(Excerpt from a dataset)
================

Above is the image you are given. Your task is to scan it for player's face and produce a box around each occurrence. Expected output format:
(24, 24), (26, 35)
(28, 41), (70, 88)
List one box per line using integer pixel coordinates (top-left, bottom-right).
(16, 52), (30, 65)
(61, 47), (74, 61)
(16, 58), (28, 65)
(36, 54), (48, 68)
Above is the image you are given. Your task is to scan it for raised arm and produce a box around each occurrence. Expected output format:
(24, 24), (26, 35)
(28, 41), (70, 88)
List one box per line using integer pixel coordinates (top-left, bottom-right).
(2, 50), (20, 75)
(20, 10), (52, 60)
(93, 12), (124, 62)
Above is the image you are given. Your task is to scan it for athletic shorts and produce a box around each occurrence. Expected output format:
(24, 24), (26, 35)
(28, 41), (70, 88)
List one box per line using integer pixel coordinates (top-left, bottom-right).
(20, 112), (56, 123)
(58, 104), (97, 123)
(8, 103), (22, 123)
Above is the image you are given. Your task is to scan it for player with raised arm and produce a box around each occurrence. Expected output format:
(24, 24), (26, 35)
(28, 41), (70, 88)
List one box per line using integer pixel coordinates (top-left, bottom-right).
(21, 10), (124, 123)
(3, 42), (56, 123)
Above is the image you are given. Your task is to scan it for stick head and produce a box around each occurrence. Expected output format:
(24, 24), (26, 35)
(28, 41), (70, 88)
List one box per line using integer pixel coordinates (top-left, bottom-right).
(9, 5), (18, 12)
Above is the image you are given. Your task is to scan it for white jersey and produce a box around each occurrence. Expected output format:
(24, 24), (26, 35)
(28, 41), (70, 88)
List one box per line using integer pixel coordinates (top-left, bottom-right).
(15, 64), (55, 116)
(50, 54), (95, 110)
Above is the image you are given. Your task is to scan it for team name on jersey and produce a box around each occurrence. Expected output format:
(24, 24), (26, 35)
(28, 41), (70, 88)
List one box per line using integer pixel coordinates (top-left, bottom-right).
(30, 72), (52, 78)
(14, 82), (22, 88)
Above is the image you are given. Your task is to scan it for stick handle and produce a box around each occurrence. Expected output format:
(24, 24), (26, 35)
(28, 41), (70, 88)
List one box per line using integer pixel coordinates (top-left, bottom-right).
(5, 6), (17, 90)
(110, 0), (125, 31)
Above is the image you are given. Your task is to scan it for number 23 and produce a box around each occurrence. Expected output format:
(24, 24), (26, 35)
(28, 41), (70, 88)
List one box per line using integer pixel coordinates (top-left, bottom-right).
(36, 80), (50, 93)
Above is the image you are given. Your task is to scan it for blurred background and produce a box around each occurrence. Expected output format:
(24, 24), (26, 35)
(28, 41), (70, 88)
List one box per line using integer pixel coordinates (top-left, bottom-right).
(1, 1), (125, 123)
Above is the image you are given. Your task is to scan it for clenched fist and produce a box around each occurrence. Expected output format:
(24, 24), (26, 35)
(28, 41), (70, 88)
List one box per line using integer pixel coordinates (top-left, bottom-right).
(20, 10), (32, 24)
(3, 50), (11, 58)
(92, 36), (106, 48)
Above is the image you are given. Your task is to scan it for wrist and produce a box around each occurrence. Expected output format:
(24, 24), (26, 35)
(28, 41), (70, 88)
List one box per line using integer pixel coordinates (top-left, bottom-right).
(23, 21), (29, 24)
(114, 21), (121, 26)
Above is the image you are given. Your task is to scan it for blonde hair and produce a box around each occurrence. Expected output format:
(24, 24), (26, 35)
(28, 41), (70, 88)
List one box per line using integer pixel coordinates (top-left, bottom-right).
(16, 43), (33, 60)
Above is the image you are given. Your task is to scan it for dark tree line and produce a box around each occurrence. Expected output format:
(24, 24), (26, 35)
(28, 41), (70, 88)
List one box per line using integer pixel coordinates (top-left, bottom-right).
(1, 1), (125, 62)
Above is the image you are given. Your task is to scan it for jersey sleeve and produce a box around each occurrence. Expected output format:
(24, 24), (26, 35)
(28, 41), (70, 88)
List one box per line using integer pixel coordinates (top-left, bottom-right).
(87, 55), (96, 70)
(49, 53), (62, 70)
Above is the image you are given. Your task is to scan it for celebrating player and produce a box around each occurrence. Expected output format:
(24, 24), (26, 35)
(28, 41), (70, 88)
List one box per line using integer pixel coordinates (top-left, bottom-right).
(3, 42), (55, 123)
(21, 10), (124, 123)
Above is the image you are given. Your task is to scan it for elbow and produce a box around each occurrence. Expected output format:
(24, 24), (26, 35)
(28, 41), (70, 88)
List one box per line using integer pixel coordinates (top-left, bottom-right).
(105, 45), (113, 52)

================

— Short exercise —
Print every line of the material above exactly as it appears, with nothing left out or changed.

— Correct answer —
Above is the image you are given. Your task is to scan it for player's face and produce a box around each occurrence. Expected output format:
(24, 24), (26, 35)
(28, 41), (70, 88)
List one box per line using integer pixel coordinates (top-left, bottom-right).
(16, 52), (30, 65)
(61, 47), (74, 61)
(16, 58), (28, 65)
(36, 54), (48, 68)
Above is the image you are given. Your task is to scan it for raised arm and produce a box around each occurrence. Expected output format:
(24, 24), (26, 35)
(28, 41), (70, 88)
List one box per line using integer pixel coordinates (top-left, bottom-right).
(2, 50), (20, 75)
(20, 10), (52, 60)
(93, 12), (124, 62)
Above is the image you are given. Your task is to scan it for athletic shorts and produce a box around each occurrence. Expected output format:
(24, 24), (26, 35)
(28, 41), (70, 88)
List one box per line using integer pixel coordinates (top-left, bottom-right).
(20, 112), (56, 123)
(58, 104), (97, 123)
(8, 103), (22, 123)
Above is the image you are given. Your task is to scan it for player with raised arm and produce a box around each occurrence. Expected output format:
(24, 24), (26, 35)
(28, 41), (70, 88)
List one box per line using integer pixel coordinates (top-left, bottom-right).
(21, 10), (124, 123)
(3, 42), (56, 123)
Above is the image you are given. Your task is to scan it for stick head and produce a box around each occurrence. Expected output format:
(24, 24), (26, 35)
(28, 41), (70, 88)
List one box per line using integer pixel coordinates (top-left, bottom-right).
(9, 5), (18, 12)
Above is the image you are given. Your task is to scan it for white jersey and produce a box around each occurrence. Expected output format:
(24, 24), (26, 35)
(28, 41), (70, 88)
List one box per line using integer pixel coordinates (top-left, bottom-right).
(15, 64), (55, 116)
(50, 54), (95, 110)
Above is the image you are given. Your task is to scan it for team name on jersey and produce a box around each occurrence. Expected output format:
(24, 24), (26, 35)
(28, 41), (70, 88)
List one box per line using integer pixel coordinates (top-left, bottom-right).
(30, 72), (52, 78)
(14, 82), (22, 88)
Above is the image you are given. Your task is to scan it for stick handle and produce a box around each occurrence. Expected output format:
(24, 24), (26, 35)
(28, 41), (70, 88)
List one box per line using integer pixel coordinates (top-left, bottom-right).
(5, 6), (17, 90)
(110, 0), (125, 31)
Above is the image you are given. Your task is to scan it for number 23 and produce a box around each occurrence. Expected output format:
(24, 24), (26, 35)
(28, 41), (70, 88)
List one box per line using integer pixel coordinates (top-left, bottom-right).
(36, 80), (50, 93)
Above is the image you are given. Your task is to scan it for blurred background and produce a box around each occurrence. Expected output format:
(24, 24), (26, 35)
(28, 41), (70, 88)
List one box per line using integer pixel coordinates (top-left, bottom-right).
(1, 1), (125, 123)
Above is the image you are given. Your task is to scan it for clenched fist and produce a box around each occurrence. Expected output format:
(24, 24), (26, 35)
(28, 41), (70, 88)
List one box per line using integer pixel coordinates (top-left, bottom-right).
(20, 10), (32, 24)
(3, 50), (11, 58)
(92, 36), (106, 48)
Above is the image you are given. Your task is to scan it for wrist and produce a box around each occurrence. Expected output format:
(24, 24), (26, 35)
(28, 41), (70, 88)
List one box per line using integer pixel coordinates (top-left, bottom-right).
(23, 21), (29, 24)
(114, 21), (121, 26)
Above is the image you are given. Your task is to scan it for blonde hair and produce a box around each occurrence. Expected output format:
(24, 24), (26, 35)
(28, 41), (70, 88)
List one box per line using integer pixel coordinates (top-left, bottom-right).
(16, 43), (33, 60)
Above is the image you are given. Your task is to scan it for dark tree line and produce a box around each occurrence. Expected output format:
(24, 24), (26, 35)
(28, 41), (70, 88)
List one box per line using integer pixel coordinates (top-left, bottom-right).
(1, 1), (125, 62)
Above is the image you are given. Your task is to scan it for jersey sleeve and produce a box around each occurrence. Expected output format:
(24, 24), (26, 35)
(28, 41), (70, 88)
List one box per line using integer pixel coordinates (top-left, bottom-right).
(87, 55), (96, 70)
(49, 53), (62, 70)
Above is the image you are given. Your task is to scan it for celebrating player and produce a box around each occurrence. Expected output format:
(24, 24), (26, 35)
(28, 41), (70, 88)
List one box per line using integer pixel coordinates (top-left, bottom-right).
(3, 42), (55, 123)
(21, 10), (124, 123)
Above is the image you are given. Your task is to scan it for elbow and produce a box around each occurrence. Expected output format:
(24, 24), (26, 35)
(28, 41), (70, 88)
List one box per line using integer pixel coordinates (top-left, bottom-right).
(105, 45), (113, 52)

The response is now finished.